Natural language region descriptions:
BEGIN
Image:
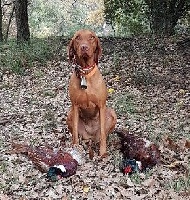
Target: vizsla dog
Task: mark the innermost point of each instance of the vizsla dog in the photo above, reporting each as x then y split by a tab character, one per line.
89	117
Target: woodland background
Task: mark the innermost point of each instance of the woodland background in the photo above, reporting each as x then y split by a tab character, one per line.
146	66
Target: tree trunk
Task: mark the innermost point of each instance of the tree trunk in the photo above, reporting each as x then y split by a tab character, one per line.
1	24
21	13
9	23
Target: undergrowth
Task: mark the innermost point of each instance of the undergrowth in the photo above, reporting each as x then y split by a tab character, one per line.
17	58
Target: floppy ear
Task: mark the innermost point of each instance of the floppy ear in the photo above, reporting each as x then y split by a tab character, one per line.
71	51
98	51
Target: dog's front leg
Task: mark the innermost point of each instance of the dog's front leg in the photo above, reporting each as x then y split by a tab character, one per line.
102	131
75	124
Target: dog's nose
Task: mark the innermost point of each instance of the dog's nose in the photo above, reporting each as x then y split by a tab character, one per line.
84	47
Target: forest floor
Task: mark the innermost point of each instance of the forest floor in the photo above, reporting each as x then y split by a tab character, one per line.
148	81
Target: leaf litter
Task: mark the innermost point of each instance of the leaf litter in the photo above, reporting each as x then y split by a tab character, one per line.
149	86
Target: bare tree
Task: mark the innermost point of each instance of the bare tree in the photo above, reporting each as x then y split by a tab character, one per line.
165	14
1	23
21	14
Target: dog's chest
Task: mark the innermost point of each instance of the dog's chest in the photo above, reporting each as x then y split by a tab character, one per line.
92	96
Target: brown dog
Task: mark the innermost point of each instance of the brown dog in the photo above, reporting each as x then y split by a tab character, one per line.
89	117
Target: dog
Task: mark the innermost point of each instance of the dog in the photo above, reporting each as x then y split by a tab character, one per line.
88	117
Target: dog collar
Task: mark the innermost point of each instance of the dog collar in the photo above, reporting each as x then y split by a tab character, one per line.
83	73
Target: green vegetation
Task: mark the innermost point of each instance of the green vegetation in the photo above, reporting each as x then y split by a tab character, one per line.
17	58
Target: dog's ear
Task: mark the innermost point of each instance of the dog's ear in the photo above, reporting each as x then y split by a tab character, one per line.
98	51
71	51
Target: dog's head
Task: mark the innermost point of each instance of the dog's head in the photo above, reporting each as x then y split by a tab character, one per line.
84	48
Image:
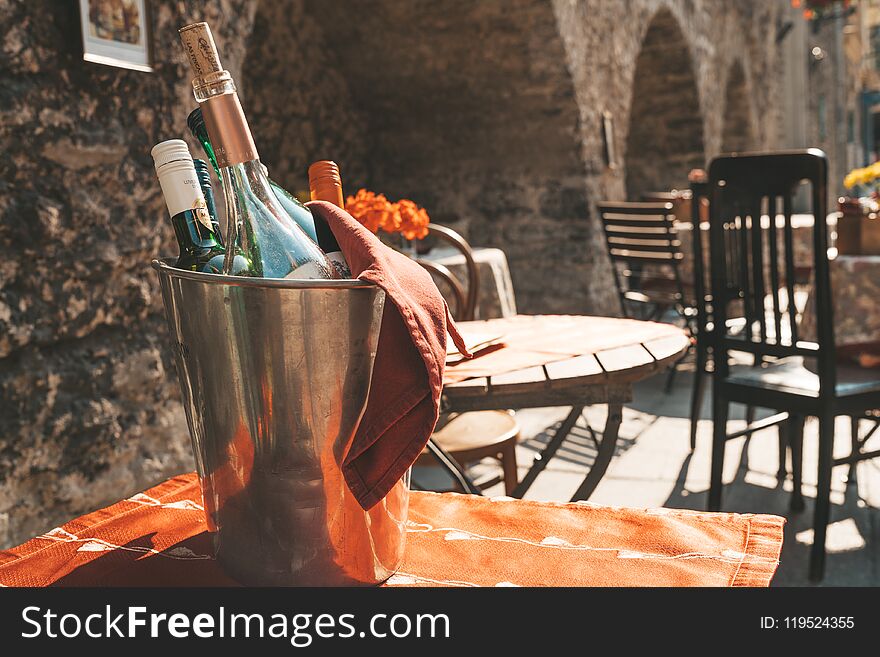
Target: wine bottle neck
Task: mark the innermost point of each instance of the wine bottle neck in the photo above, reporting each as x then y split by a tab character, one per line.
199	130
228	130
325	183
192	236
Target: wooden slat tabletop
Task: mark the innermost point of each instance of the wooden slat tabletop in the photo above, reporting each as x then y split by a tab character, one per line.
554	352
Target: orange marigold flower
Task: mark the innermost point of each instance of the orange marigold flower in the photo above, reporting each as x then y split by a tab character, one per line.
376	212
414	220
373	210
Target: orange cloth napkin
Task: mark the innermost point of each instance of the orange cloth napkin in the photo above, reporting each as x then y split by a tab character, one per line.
159	538
407	379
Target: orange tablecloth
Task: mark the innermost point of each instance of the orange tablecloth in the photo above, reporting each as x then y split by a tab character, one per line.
159	538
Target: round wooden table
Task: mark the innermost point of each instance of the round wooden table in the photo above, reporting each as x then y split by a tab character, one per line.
561	360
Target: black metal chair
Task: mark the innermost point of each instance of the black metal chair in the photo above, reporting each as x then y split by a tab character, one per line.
703	326
798	377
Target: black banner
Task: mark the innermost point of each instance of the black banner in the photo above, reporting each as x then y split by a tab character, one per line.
404	621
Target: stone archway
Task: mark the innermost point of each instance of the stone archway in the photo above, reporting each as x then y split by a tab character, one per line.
737	133
665	136
470	110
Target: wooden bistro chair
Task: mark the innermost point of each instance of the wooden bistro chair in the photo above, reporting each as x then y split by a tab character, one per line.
646	257
793	376
474	436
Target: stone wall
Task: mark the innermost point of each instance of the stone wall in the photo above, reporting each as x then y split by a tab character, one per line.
488	113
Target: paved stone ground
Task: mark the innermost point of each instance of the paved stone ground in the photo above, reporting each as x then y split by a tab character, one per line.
654	467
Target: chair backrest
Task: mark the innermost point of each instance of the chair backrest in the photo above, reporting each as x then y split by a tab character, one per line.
753	257
465	294
639	234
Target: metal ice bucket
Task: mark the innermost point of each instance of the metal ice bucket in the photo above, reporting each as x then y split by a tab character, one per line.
275	376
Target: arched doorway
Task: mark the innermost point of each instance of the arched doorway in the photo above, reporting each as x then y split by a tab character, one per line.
737	134
665	136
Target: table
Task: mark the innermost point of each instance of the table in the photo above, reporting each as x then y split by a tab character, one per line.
802	240
855	288
563	360
495	298
159	538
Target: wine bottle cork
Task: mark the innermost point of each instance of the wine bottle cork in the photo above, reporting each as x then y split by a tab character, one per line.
199	45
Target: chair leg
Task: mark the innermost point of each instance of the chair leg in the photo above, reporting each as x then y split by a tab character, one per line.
670	378
750	415
795	427
697	394
720	409
784	443
822	511
856	448
508	465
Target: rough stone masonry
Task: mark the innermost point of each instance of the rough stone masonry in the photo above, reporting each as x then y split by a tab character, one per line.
487	113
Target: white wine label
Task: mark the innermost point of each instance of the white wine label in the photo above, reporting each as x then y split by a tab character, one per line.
309	270
203	217
183	192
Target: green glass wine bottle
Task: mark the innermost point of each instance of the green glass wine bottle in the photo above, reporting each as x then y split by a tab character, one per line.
297	211
274	244
200	247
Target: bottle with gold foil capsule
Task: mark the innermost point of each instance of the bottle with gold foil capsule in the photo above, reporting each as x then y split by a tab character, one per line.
297	211
325	184
201	248
273	243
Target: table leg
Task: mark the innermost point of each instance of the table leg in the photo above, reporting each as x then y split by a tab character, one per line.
603	458
547	453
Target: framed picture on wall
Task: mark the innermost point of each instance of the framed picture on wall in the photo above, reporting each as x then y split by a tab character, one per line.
116	33
608	140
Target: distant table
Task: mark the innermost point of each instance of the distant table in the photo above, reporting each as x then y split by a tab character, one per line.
495	298
855	289
159	538
802	240
562	360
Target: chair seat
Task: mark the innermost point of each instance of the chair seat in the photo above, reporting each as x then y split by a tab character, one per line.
797	376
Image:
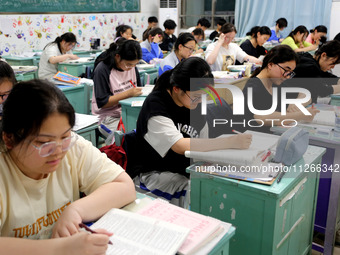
END
▶ _WHAT YOU HAVE TO DO_: Each record must be repeated exactly, and no picture may be carried over.

▶ _ANSWER BOX_:
Image:
Target: vizsla dog
Task: mark the innermost point of each instance of the vizsla dog in the photo above, reporting each as x then y split by a tab character, one per line.
89	117
Target: woodland background
Task: mark the innermost point of each instance of the woodland background in the photo above, reporting each as x then y split by a tab character, one per line.
146	66
Target: tree trunk
Task: mark the innermost point of each instance of the tree trunk in the photo above, reporting each as x then y split by a tab character, one per line.
1	24
21	13
9	23
Target: undergrowth
Task: mark the innermost point of each instance of the undergrowth in the photo above, reporting each as x then y split by a tab character, one per line.
17	58
Target: floppy ear
Task: mark the innermost point of each instance of the floppy ear in the photo above, reporting each as x then y split by a tab character, one per line.
71	51
98	51
Target: dog's front leg
Task: mark the innermost point of each instance of the dog's front leg in the photo above, reporting each as x then y split by a tab character, one per line.
102	131
75	124
Target: dog's nose
Task: mark the innermost point of each instance of the dog's nose in the photo above, reporting each as x then y split by a tab character, one per line.
84	47
Target: forest floor
Task: mark the innermost point of each instance of the forest floor in the photo above, reporting each as x then y split by a tab character, one per line.
148	81
Target: leaf litter
Task: mark the innermost point of each instance of the leaf litter in the photo above, reporting each as x then y split by a tab character, one per line.
149	86
Target: bare tree
Task: mark the innermost point of each instance of the bare tree in the photo above, reporting each as x then y split by a tab character, one per line.
165	14
1	23
21	14
Target: dog's chest
Task: mark the innermost point of each instance of the dog's chest in the photo above, reporting each as x then y split by a tab character, one per line.
92	96
Target: brown dog
Task: mark the innermost point of each instance of the brown dog in the photo above, reporting each as x then y split by a tab character, one per line.
89	117
Target: dog
Task: mark the innermost point of each instance of the dog in the photo above, reporting each as x then y split by a tab character, one per line.
88	117
Target: dog collar
Task: mark the innermost point of each instance of the dog collar in the photo above, reporting each as x then y split by a tab character, one per line.
83	73
Target: green vegetation
Task: mark the innermost point of each instance of the green vegetation in the photo above, reporting each as x then y split by a tab character, one per line.
17	58
Target: dog's ear
Task: mark the innermost point of each instance of the dog's ear in the photo above, reporting each as x then y split by a tab character, one per line.
98	51
71	51
Target: dog's head
Task: mark the innermost point of each instance of the dog's head in the photo above, reporting each as x then y split by a tab character, one per line.
84	48
Image:
Target: wine bottle neck
Task: mark the innermost point of each instance of the wine bottle neck in the photo above, reporting each as x then y split by a tab character, one per line.
199	130
228	130
325	183
192	236
Target: wooden slat tabletop
Task: mark the innermost point of each instance of the wooden slat tabletop in the photo above, reporting each as x then y split by a tab character, one per line.
554	352
Target: orange marigold flower
Task: mark the innermost point of each instance of the orange marigold flower in the photo above, reporting each as x then y split by a tab character, one per line.
376	212
414	220
373	210
Target: orange cloth napkin
Task: mark the innermost point of each instance of the orange cloth napkin in the photo above, reporting each as x then y split by a tab character, one per line.
159	538
407	379
Target: orange tablecloth
Task: mark the innermost point of each instance of the orange tablecloth in the photo above, reporting each as x then y split by a tab character, one per line.
159	538
Target: round wooden table
Task: mark the innermost point of each instance of the round wooden table in the photo above, reporting each as x then y split by a tab character, one per line.
561	360
Target: black metal chair
Task: mark the innermost point of each instance of the black metal chair in the photo above, reporting each as x then y split by a tab character, one per line.
703	326
798	377
Target: black banner
Task: mark the innermost point of each instance of the black banner in the photo above, reporting each as x then y split by a tab character, one per line.
404	621
Target: stone archway
Task: mark the innermost point of each instance of the stone archway in the photo above, reporting each as x then y split by a tab character, one per line.
737	133
665	136
470	110
Target: wooden bistro chair
Task: mark the innermost point of each instance of the wooden bistro chair in the photo above, reporting each as x then y split by a tab character, one per line.
646	257
793	376
474	436
Target: stone wall
Task: mark the innermost point of each instance of the stone wall in the photo above, reporting each as x then y split by a tab character, one per line.
488	113
Target: paved stone ground
Task: mark the innermost point of each instance of the paved stone ground in the photo above, reporting each as x then y split by a tab character, one per line.
654	467
Target: chair backrest
Task: mark the innermost point of each instance of the chair backrest in the photo above, reporting each as x then y split by a tab character, one per line.
753	257
465	294
639	234
Target: metal ice bucket
Task: mark the innermost point of each instance of the metal ice bucket in the photo above, reporting each as x then y split by a tab character, one per line.
275	376
Target: arched doorway
Task: mark the innermost point of each instance of the arched doorway in the photo above, reporting each as x then y split by a tab character, one per line.
737	134
665	136
Target: table
Task: mark the innermost point of each instance of the table in the photo above, reporting each as x then y split by a tab character, one per line.
802	240
855	288
563	360
495	298
159	538
Target: wine bottle cork
Task: mark the innermost point of each instance of the wine bottle cork in the photo above, reporting each as x then y split by a tab character, one per line.
199	45
Target: chair leg
Task: mark the innermost point of each instance of the chair leg in the photo above, reporting each as x then y split by a tab character, one per line.
670	378
750	415
795	427
697	394
720	409
784	443
822	511
856	448
508	465
Target: rough stone masonry
Task: mark the innermost point of each instance of the rough stone masonry in the photo above, reporting each as x then y split by a tab character, one per line.
487	113
Target: white wine label
Task: mark the innermost point of each instance of the white wine label in the photo above, reporting each as x then y split by a tab character, one per line.
309	270
203	217
183	192
Target: green glass wine bottle
Task: mark the innermost point of each instance of the green glass wine bottle in the photo above, reporting each as x then y split by a tab character, one per line.
297	211
274	244
200	247
Target: bottle with gold foil capsule
Task: mark the innermost point of each instance of the bottle with gold foil capsule in the photo above, reporting each as x then y split by a tab character, one per line.
297	211
325	184
201	248
273	243
Target: table leg
Task: mark the innermost point of each instance of the table leg in the photo above, reporting each as x then y split by a tab character, one per line.
603	458
547	453
Target: framed picture on wall
Task: mark the innermost point of each instance of the framed picture on wall in the photo above, reporting each as x then y split by a tab character, one per line.
116	33
608	140
Target: distant table
Task: mark the innermost point of each instance of the distant table in the photo above, reporting each as x then y split by a tab character, one per line.
495	298
855	289
159	538
802	240
562	360
Target: chair seat
Task: mark the innermost point of each instance of the chair seat in the photo above, reporting each as x then y split by a tab character, one per line.
797	376
Image:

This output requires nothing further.